Would you return, word for word, the lines of the data below from the line with "Expected: for every instance of the garage" through the line with "Expected: for every instance of the tree", and no others?

* **Records to use**:
______
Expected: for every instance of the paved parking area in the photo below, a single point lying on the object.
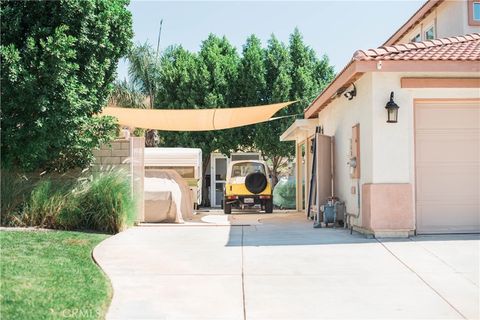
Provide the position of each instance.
(279, 267)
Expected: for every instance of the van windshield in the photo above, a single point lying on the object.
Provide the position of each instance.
(242, 169)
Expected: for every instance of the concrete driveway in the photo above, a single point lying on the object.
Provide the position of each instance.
(282, 268)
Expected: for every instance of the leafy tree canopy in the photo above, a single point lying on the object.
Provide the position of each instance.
(59, 60)
(217, 76)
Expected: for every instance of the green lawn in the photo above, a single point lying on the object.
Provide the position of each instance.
(51, 275)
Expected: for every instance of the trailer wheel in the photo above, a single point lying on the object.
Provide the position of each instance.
(269, 206)
(227, 207)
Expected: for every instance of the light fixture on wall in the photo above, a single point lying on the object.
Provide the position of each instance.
(392, 110)
(352, 93)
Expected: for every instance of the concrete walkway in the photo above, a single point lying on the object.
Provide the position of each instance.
(282, 268)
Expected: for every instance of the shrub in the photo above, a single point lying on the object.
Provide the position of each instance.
(15, 189)
(100, 202)
(284, 194)
(105, 202)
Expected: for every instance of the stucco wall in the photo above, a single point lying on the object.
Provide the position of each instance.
(393, 157)
(116, 153)
(337, 119)
(450, 19)
(386, 149)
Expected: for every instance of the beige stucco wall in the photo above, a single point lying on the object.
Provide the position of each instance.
(337, 119)
(386, 149)
(450, 19)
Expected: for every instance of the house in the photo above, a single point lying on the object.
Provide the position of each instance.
(415, 169)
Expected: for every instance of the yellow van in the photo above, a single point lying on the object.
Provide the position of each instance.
(248, 184)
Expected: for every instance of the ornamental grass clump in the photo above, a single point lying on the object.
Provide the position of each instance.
(100, 202)
(105, 202)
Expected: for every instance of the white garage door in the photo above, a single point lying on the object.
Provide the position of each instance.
(447, 156)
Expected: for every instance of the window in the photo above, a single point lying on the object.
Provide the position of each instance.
(417, 38)
(430, 33)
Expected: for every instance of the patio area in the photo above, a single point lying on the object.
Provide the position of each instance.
(278, 267)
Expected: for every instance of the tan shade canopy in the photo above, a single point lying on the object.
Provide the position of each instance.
(194, 119)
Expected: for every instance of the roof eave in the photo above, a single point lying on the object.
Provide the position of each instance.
(413, 21)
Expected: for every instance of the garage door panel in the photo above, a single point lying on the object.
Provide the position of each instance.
(447, 116)
(447, 166)
(458, 147)
(457, 218)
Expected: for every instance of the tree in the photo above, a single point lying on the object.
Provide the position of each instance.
(143, 71)
(126, 95)
(59, 60)
(278, 67)
(204, 80)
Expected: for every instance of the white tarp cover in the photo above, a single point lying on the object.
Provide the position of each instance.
(167, 197)
(194, 119)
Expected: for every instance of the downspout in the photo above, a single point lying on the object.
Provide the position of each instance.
(353, 215)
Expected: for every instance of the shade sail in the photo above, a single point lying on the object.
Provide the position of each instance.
(194, 119)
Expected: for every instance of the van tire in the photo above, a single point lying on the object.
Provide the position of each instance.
(269, 206)
(227, 207)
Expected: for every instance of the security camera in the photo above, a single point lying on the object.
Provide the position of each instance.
(350, 94)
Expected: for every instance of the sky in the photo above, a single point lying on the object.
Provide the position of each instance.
(334, 28)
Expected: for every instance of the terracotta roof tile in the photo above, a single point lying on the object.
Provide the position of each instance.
(460, 48)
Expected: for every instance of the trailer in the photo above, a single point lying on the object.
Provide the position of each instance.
(187, 162)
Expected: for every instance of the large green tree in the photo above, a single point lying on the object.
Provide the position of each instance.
(59, 60)
(278, 87)
(204, 80)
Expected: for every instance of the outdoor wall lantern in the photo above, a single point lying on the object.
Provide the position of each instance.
(392, 110)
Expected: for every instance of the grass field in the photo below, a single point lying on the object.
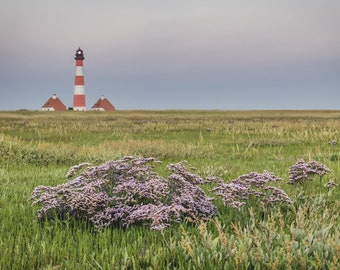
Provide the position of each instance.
(38, 148)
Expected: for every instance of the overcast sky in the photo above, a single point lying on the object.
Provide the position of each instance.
(172, 54)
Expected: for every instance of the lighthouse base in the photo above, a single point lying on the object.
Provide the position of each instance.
(79, 103)
(79, 109)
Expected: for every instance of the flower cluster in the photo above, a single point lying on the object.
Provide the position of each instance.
(302, 171)
(250, 186)
(126, 191)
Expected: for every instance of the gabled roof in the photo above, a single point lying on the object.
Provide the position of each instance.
(55, 103)
(104, 104)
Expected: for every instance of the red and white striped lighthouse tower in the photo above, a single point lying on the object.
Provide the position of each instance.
(79, 89)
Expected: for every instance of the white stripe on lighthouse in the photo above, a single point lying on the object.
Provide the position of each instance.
(79, 71)
(79, 90)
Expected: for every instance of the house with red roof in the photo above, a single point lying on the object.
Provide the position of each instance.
(103, 104)
(54, 104)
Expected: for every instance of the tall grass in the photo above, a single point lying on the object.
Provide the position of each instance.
(38, 148)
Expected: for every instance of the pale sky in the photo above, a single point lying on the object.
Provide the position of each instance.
(172, 54)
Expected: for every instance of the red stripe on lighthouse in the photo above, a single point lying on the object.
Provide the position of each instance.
(79, 80)
(79, 103)
(79, 62)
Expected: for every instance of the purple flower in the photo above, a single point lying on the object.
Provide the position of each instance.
(126, 191)
(251, 186)
(303, 171)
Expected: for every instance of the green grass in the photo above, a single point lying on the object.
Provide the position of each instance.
(37, 148)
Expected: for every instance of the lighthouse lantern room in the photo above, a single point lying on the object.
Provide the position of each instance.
(79, 82)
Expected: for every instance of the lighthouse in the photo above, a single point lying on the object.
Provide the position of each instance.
(79, 89)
______
* **Answer to the exercise**:
Expected: for every instance of the garage door panel in the photo above, a single point lying on the object.
Provide the position of each instance.
(447, 116)
(447, 166)
(458, 147)
(457, 218)
Expected: for every instance of the tree in the photo above, a single point lying on the object.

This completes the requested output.